Job:
Output the passage of the math forum thread below, from "Joined: 04 Oct" up to and including "nullifies intuition... (sometimes)", copied word for word.

Super Elite (Last Title)

Joined: 25 Nov 2004
Posts: 3976

 Posted: 26 Sep 2009 08:16:34 am    Post subject: Mapar007 wrote:"Common Sense" is my main argument Math is stuffed to the brim with counterintuitive concepts. Moreover, common sense would have us regard the earth as flat.
Mapar007

Joined: 04 Oct 2008
Posts: 365

 Posted: 26 Sep 2009 11:31:26 am    Post subject: I knew that one. Yeah, algebra utterly nullifies intuition... (sometimes)
simplethinker
snjwffl

Active Member

Joined: 25 Jul 2006
Posts: 700

 Posted: 26 Sep 2009 12:28:55 pm    Post subject: There is a difference between the limit of a function at a point and its value at that point. For any A>2, the limit as x->A of (√(2-x))2 is 2-A. The value, however, is undefined. A similar situation is the point x=2 in (x2+x-6)/(x-2). Just because the discontinuity is removable it doesn't mean the discontinuity isn't there.
polarBody

Newbie

Joined: 02 Sep 2009
Posts: 30

 Posted: 26 Sep 2009 02:25:59 pm    Post subject: I don't think limits apply here. If you define complex numbers, then both the value of (√(2-A))2 and the limit of (√(2-x))2 as x approaches A is 2-A for any A. Again, it all comes down to whether you've defined complex numbers or not. EDIT: Oops. Limits only work with real-valued functions. Still, it comes down to the blasted complex numbers! Are they defined or undefined? As a mathematician, it's your choice!Last edited by Guest on 26 Sep 2009 02:38:02 pm; edited 1 time in total
Graphmastur

Joined: 25 Mar 2009
Posts: 360

 Posted: 26 Sep 2009 08:54:32 pm    Post subject: What you people keep ignoring is the fact that a square root and and a square negate each other. Give me one input value that outputs a complex number. Just one number. There is none. Just try to find one input point that gives me a bad output point. THE DOMAIN AND RANGE ARE ALL REAL NUMBERS. Try any number.

[Pointing entries]
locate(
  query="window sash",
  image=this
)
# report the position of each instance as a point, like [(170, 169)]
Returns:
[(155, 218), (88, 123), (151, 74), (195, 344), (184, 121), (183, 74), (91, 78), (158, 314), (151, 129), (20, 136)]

Exercise result:
Joined: 04 Oct 2008
Posts: 365

 Posted: 26 Sep 2009 11:31:26 am    Post subject: I knew that one. Yeah, algebra utterly nullifies intuition... (sometimes)